Recently, I posted a link to a story by the Atlantic over on my Facebook page called “How Your Cat is Making You Crazy.” The article discusses Jaroslav Flegr, a Czech evolutionary biologist who has been studying Toxoplasma gondii, or the brain parasite which can be passed from cats to humans.
But this article isn’t really about that: this article discusses how Flegr and his research haven’t always been taken seriously–in fact, just the opposite. His idea (that T. Gondii actually works to reroute neurons) hasn’t gained much traction, despite sound research.
Science, as a human institution, is far more conservative than it would like to admit. As a group of humans, we fear what is different and new. From Flegr’s wild hair to his “psychedelic” science, he has a hard time getting his well-researched science accepted. As he says in the piece: “There is strong psychological resistance to the possibility that human behavior can be influenced by some stupid parasite,” he says. “Nobody likes to feel like a puppet. Reviewers may have been offended.”

=-=-=

## YOUR ASSIGNMENT
Continue the blog post about Jaroslav Flegr's parasite research from the point where it stops.

(Dataset entries)
=-=-=

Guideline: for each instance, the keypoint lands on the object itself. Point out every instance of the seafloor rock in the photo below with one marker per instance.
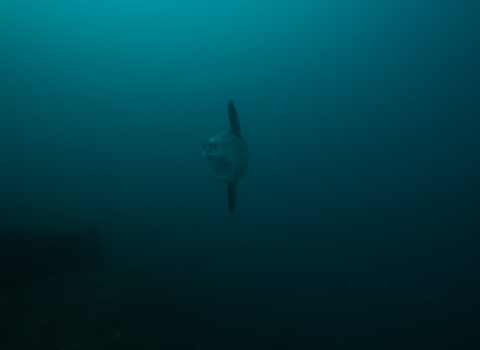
(102, 310)
(31, 252)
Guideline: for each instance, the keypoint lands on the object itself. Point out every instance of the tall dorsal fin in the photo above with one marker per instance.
(234, 123)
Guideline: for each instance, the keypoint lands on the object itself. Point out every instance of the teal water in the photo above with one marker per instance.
(356, 224)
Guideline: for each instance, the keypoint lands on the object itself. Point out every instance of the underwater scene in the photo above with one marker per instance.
(239, 175)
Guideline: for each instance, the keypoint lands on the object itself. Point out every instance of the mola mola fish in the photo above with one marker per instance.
(226, 153)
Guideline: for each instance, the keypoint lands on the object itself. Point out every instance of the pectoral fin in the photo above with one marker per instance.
(232, 196)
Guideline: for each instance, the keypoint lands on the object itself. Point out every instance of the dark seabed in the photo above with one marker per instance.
(356, 225)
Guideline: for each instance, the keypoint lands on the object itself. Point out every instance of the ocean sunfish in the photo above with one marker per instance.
(226, 153)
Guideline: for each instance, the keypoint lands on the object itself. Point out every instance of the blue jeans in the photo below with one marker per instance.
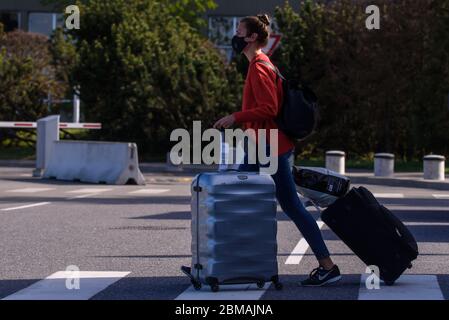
(291, 204)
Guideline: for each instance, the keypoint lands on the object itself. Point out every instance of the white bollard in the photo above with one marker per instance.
(434, 167)
(76, 109)
(383, 165)
(335, 161)
(47, 133)
(173, 158)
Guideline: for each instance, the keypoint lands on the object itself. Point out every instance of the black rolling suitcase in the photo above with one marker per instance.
(372, 232)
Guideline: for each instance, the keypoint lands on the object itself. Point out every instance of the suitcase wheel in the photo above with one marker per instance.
(389, 282)
(260, 284)
(214, 288)
(277, 285)
(196, 285)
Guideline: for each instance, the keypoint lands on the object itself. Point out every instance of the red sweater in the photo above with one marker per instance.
(262, 99)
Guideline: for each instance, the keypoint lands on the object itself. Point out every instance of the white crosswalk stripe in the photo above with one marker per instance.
(227, 292)
(407, 287)
(148, 191)
(89, 190)
(30, 190)
(26, 206)
(62, 286)
(441, 196)
(389, 195)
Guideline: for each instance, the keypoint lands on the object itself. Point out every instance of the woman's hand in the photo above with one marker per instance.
(225, 122)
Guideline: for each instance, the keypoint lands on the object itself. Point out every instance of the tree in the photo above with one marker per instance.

=-=-=

## RESULT FOR THIS EXERCISE
Flegr is just one in a long line of scientists who have challenged conventional thinking–and persisted despite not being taken seriously. It’s a prestigious list which goes back to the days of Galileo and includes Einstein.
So this is my call to you, fellow researchers and scientists: don’t be afraid of offending, of being labeled as ‘crazy.’ If Galileo had done this, the sun may still be thought to be orbiting the Earth. Your passion to create a solid body of research is what moves innovation–and as the educational system breeds this out of us, we need all we can get.